**TEXT:**
^^^^^^^^
The Saudi insurance sector saw GWP growth of about 8.3% to SAR37.8bn ($10.1bn) in 2019, following two years of contraction, according to the latest market report by S&P Global Ratings. Post-zakat income jumped by 146% to SAR1bn in 2019 against SAR406m in 2018. This significant market improvement is mainly attributed to the stronger earnings at heavyweights including Bupa Arabia, Tawuniya and MedGulf.
Given that there is a relatively large number of small and loss-making insurers in the market, S&P credit analyst Emir Mujkic expects to see accelerated consolidation in the sector or market exits over the coming quarters stemming from lower oil prices and COVID-19 pressures.
The sector is expected to report strong overall underwriting results in 1H2020, said S&P, due to a sharp reduction in motor and medical claims offsetting some weaker investment returns.
However, measures taken to contain COVID-19, including travel bans and curfews; lower oil prices, leading to delays or cancellations of non-essential infrastructure projects; and a general decline in disposable income due to the VAT increase and social benefit cuts could negatively affect the sector’s GWP growth and earnings prospects in 2H2020 and over the next year, said S&P.
^^^^^^^^
**DATASET CONTENT:**
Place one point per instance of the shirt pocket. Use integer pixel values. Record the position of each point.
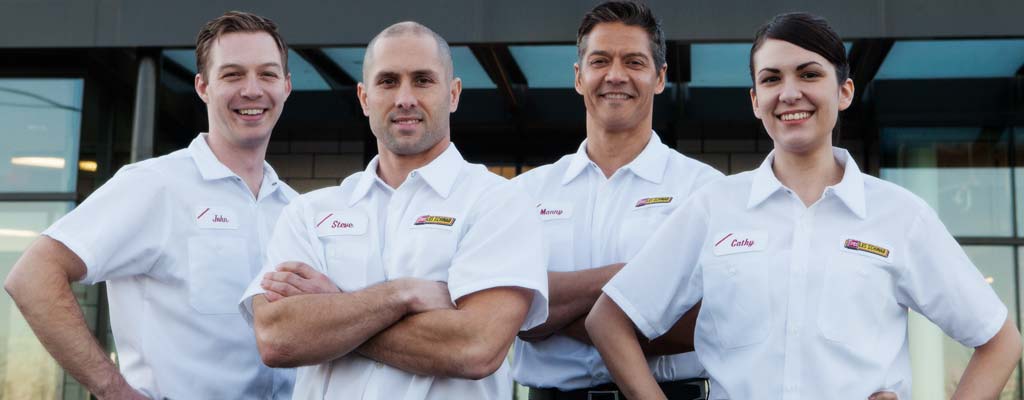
^^^^^^^^
**TASK GOAL:** Continue the text on the Saudi insurance sector, starting after its last sentence. The lines above are standalone material, unrelated to the text.

**RESULT OF THE TASK:**
With 32 insurers in the market, the Saudi insurance sector remains highly concentrated in terms of GWP and earnings. In 2019, the five largest primary insurers had a market share of about 68%, said the report. The largest insurer Bupa Arabia crossed the SAR10bn GWP mark for the first time but there were 13 companies that generated less than SAR367m and another six that wrote less than SAR200m.
The five largest insurers by GWP reported a combined post-zakat profit of about SAR1.2bn in 2019, while the remaining 26 primary insurers recorded a combined post-zakat loss of about SAR177m. In 2018, post-zakat losses were reported by 13 insurers, representing about 42% of all primary insurers in the market, said the report. These companies had a combined market share of about 12%.
Mr Mujkic expects that the credit conditions for these small and loss-making insurers will continue to weaken. Consolidation will help insurers to dilute some of their expenses, which are relatively high in Saudi Arabia compared with other markets, he said.